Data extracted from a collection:
════════════════════

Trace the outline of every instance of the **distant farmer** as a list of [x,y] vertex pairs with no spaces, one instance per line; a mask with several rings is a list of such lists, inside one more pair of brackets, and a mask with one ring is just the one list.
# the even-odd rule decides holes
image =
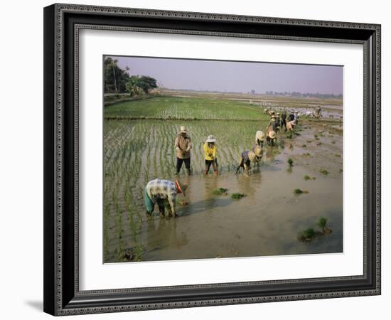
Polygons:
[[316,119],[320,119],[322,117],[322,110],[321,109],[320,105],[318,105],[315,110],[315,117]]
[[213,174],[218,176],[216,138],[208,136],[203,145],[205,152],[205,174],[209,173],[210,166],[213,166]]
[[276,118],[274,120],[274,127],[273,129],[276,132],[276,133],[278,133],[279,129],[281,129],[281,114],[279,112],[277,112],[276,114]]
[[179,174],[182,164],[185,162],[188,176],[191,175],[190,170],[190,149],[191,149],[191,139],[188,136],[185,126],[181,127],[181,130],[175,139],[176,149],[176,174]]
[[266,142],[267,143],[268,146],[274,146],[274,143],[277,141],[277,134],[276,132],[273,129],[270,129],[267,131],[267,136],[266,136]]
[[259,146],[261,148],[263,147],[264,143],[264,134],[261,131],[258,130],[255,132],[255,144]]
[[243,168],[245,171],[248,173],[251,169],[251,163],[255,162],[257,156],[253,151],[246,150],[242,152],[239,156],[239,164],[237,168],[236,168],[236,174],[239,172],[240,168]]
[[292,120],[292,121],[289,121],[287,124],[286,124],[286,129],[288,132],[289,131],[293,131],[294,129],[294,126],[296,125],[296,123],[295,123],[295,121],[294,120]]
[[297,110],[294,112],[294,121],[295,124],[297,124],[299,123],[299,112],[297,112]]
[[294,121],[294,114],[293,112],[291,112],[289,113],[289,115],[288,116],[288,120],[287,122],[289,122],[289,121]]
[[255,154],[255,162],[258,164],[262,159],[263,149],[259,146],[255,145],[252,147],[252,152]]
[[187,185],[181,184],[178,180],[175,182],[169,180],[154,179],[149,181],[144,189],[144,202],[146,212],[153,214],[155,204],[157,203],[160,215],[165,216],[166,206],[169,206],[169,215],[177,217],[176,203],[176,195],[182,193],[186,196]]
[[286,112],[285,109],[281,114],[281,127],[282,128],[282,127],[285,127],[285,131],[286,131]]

════════════════════

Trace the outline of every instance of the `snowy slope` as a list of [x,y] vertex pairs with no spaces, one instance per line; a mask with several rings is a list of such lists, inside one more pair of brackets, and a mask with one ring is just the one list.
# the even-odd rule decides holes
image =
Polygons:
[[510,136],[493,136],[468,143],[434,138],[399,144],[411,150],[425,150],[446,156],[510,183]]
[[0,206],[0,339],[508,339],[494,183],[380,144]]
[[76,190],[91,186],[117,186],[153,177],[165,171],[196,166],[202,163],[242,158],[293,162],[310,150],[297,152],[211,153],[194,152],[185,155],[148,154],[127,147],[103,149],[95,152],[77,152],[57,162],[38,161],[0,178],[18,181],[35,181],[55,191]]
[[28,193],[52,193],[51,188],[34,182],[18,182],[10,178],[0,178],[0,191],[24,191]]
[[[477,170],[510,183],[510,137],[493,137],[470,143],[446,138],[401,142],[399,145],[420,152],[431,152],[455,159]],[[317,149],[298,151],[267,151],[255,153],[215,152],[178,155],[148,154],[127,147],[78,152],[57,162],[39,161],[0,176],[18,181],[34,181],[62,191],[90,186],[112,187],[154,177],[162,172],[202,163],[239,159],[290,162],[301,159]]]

════════════════════

EXERCISE BRIEF: Count the lines of the records that contain the string "spaces" and give only that number.

RESPONSE TO THE TASK: 2